→ SUPPLIED MATERIAL:
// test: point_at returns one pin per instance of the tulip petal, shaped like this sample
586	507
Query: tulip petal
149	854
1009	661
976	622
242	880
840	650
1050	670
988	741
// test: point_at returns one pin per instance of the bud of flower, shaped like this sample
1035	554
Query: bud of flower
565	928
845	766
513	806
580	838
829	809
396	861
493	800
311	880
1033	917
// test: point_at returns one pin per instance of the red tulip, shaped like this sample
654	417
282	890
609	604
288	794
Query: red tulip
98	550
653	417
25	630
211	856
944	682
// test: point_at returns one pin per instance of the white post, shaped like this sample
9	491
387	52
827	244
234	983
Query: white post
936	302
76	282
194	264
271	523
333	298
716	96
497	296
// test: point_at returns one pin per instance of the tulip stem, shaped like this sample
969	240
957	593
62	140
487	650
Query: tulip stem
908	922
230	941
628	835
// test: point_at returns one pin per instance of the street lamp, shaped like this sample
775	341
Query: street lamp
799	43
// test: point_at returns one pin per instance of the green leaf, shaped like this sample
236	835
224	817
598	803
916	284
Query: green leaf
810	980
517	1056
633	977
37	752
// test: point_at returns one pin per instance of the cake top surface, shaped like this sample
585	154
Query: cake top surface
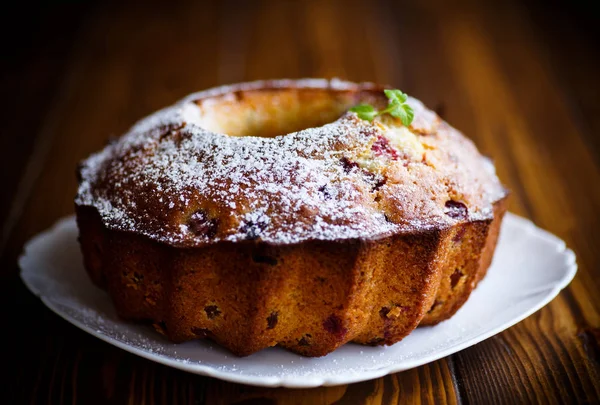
234	163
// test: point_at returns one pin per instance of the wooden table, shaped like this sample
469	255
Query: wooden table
520	79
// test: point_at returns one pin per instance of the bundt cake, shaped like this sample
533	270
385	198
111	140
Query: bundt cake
268	213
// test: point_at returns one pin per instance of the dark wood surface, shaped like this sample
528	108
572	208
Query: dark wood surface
521	79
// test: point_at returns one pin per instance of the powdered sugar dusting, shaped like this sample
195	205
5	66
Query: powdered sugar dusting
283	190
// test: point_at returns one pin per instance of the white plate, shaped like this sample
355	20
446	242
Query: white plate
530	268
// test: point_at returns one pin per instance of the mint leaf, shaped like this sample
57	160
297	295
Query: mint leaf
397	107
365	111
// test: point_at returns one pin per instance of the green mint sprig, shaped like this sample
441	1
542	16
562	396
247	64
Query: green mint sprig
397	107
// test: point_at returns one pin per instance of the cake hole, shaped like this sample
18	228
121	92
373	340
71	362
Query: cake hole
200	332
201	224
435	305
325	192
272	320
456	209
460	233
348	165
258	258
270	112
305	340
376	341
382	147
253	229
160	327
333	324
212	311
456	277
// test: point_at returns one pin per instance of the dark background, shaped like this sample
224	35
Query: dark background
520	78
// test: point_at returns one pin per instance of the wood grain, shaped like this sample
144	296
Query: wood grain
523	86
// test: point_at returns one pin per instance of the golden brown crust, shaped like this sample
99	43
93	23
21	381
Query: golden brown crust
309	298
351	232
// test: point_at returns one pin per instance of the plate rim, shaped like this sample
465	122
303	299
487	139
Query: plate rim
312	382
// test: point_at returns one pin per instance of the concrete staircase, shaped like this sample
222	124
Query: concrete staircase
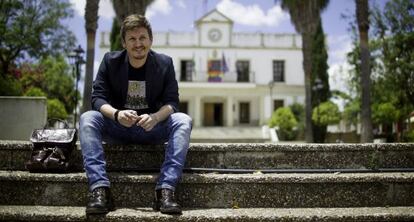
285	182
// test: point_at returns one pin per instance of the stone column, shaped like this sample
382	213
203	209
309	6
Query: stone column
197	112
230	111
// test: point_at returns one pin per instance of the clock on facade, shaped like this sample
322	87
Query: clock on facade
214	35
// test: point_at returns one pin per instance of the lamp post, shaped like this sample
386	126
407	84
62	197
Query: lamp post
76	59
271	84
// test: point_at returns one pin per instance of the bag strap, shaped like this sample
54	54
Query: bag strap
51	120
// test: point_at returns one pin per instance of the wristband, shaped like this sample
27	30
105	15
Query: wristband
155	117
116	116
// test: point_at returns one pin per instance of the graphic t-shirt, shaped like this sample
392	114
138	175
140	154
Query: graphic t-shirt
136	96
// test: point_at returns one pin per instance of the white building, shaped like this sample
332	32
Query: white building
231	79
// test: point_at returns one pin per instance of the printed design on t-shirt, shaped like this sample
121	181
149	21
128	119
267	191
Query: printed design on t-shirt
136	95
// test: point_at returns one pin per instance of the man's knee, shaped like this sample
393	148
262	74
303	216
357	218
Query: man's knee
182	119
90	117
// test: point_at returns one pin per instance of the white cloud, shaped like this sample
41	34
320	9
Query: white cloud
339	46
158	6
339	68
78	6
106	9
181	4
252	15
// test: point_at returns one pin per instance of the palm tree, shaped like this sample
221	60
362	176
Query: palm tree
363	27
91	24
305	15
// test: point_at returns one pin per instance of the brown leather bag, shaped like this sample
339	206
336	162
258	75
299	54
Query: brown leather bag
51	148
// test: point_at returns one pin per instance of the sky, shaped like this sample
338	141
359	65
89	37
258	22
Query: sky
258	16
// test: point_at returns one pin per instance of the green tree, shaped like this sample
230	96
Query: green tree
395	30
298	111
305	15
56	109
284	119
320	79
91	24
33	29
52	76
327	113
362	14
391	48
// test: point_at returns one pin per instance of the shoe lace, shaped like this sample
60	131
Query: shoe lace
99	194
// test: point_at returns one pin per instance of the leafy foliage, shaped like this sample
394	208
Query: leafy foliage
33	29
56	109
284	119
10	86
326	113
50	77
392	52
34	91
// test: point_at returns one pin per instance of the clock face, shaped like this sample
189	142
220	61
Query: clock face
214	35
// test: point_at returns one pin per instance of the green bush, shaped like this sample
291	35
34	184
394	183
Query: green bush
409	136
284	119
385	113
34	91
56	109
326	113
9	86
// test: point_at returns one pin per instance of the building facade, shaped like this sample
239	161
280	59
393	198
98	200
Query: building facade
231	79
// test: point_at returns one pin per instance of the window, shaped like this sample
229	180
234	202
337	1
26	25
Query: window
277	104
187	69
278	71
183	106
243	70
244	112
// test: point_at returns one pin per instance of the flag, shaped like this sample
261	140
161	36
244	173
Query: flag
224	67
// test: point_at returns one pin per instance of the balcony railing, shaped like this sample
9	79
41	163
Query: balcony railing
227	77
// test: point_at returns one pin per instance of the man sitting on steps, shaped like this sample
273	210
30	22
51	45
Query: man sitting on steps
135	100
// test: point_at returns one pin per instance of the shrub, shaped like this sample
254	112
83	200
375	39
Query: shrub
56	109
326	113
284	119
9	86
34	91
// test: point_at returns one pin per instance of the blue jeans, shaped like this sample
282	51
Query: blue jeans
94	128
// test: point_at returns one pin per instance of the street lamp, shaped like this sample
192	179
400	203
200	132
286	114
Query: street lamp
271	84
76	59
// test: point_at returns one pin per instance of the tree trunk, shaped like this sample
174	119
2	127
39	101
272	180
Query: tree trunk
91	24
307	65
363	27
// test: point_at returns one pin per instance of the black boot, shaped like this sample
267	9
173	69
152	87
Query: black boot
100	201
165	202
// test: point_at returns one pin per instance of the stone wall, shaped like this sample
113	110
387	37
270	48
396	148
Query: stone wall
20	115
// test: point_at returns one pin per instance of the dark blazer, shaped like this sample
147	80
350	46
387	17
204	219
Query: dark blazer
111	83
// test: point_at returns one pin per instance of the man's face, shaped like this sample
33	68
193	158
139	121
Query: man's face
137	43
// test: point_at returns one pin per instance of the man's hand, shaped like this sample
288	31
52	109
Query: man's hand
128	118
147	121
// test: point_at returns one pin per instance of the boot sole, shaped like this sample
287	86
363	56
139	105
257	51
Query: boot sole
172	210
99	210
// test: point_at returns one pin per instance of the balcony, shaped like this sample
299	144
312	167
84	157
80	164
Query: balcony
205	77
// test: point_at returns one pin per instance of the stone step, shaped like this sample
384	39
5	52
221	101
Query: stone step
46	213
14	154
218	190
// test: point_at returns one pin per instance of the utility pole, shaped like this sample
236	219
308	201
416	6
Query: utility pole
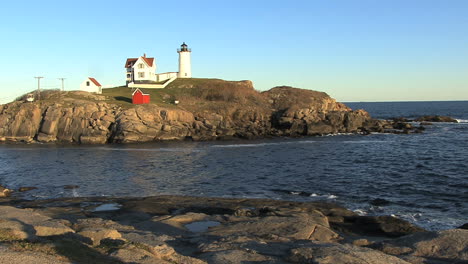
63	87
39	86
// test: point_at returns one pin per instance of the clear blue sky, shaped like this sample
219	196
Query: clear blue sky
362	50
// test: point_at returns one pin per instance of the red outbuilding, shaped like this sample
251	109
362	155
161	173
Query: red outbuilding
138	97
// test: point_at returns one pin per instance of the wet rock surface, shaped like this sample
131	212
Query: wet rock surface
157	230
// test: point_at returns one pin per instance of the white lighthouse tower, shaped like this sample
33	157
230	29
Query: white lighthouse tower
185	66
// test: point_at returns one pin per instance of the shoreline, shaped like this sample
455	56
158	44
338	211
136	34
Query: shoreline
185	229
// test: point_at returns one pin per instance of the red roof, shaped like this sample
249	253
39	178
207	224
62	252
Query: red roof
149	61
131	61
94	81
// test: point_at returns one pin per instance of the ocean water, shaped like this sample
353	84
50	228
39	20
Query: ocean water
422	178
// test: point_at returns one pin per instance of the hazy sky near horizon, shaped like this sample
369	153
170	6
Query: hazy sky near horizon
355	50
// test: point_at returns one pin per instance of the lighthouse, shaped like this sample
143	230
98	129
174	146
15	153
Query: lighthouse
185	66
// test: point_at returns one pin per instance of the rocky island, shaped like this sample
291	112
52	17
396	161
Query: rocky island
206	109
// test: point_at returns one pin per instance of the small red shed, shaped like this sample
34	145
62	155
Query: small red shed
138	97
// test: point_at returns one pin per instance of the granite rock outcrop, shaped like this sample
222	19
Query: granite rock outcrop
80	117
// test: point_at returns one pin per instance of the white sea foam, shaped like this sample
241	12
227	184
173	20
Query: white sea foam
253	145
360	212
153	149
107	207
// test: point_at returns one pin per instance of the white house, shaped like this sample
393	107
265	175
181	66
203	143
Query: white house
141	71
91	85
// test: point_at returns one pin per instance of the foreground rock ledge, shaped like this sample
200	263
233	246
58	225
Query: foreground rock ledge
177	229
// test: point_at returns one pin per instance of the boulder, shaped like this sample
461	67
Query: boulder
340	254
312	226
98	234
4	192
436	119
448	246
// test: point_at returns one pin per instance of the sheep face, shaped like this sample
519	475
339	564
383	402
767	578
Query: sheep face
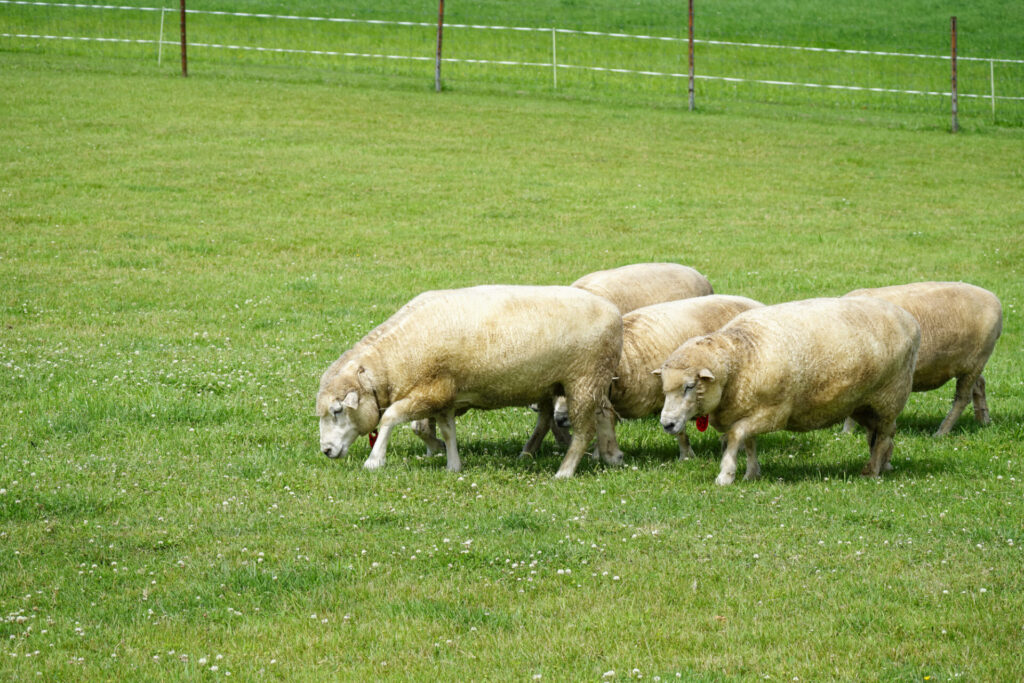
346	411
688	392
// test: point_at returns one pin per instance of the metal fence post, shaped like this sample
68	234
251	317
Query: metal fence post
437	58
690	31
952	28
184	58
991	80
554	59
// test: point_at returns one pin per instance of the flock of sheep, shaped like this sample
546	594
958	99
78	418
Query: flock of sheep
652	337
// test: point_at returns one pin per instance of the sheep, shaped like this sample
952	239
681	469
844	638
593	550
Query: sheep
649	336
485	347
632	287
960	325
628	287
798	366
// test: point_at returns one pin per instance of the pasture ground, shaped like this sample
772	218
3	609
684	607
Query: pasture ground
182	259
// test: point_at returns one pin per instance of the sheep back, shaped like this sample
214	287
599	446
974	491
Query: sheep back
638	285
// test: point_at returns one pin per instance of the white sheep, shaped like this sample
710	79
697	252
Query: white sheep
649	336
484	347
638	285
628	287
798	366
960	325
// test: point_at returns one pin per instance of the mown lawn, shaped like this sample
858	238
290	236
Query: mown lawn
181	259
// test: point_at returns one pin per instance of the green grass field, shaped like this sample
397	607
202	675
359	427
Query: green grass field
182	258
512	62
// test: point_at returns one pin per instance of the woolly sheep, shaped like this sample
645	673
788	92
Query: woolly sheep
632	287
798	366
629	287
960	325
649	336
485	347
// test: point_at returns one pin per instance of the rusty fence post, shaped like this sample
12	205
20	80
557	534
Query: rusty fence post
952	28
184	58
690	31
437	58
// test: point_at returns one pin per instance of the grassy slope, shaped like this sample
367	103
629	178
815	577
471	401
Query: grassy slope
181	259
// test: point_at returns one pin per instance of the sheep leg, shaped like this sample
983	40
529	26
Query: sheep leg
980	404
426	430
965	389
545	409
727	472
561	434
607	444
398	413
880	440
685	450
753	467
451	447
584	417
378	455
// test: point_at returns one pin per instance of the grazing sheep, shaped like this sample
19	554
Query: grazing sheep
632	287
960	324
798	367
649	336
629	287
485	347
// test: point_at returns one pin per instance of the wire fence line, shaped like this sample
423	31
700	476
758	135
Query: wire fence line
550	62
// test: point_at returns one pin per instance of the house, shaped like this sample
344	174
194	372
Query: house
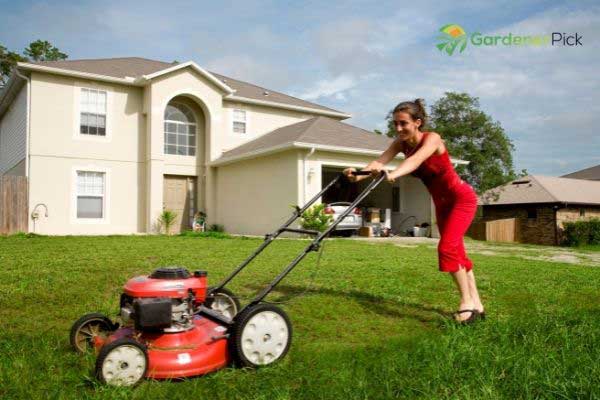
108	144
541	205
591	173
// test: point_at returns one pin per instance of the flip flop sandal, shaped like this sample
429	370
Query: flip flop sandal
474	316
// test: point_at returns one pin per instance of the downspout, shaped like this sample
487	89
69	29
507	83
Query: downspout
305	173
27	139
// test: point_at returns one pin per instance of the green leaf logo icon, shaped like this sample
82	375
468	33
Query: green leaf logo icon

→ REQUIREMENTS:
Copy the records from the line with "sandal, shaped like this sample" through the end of the records, putting "drainpipe" in place of "downspout" and leaving everything else unchanged.

→ SOLUTION FOR THIS EXERCISE:
// test: point_at returns one pin per instance of the flip flop sandal, shaped like this sample
429	370
Query: flip flop sandal
474	316
// test: point_at returns one pin per instance of the drainpipe, shaped like this sample
487	89
69	29
507	83
Query: drainpipe
305	173
27	139
// test: point_at returns one pin per instance of the green leaf logo icon, shaped like this sample
82	375
468	33
Query: green leaf logo icon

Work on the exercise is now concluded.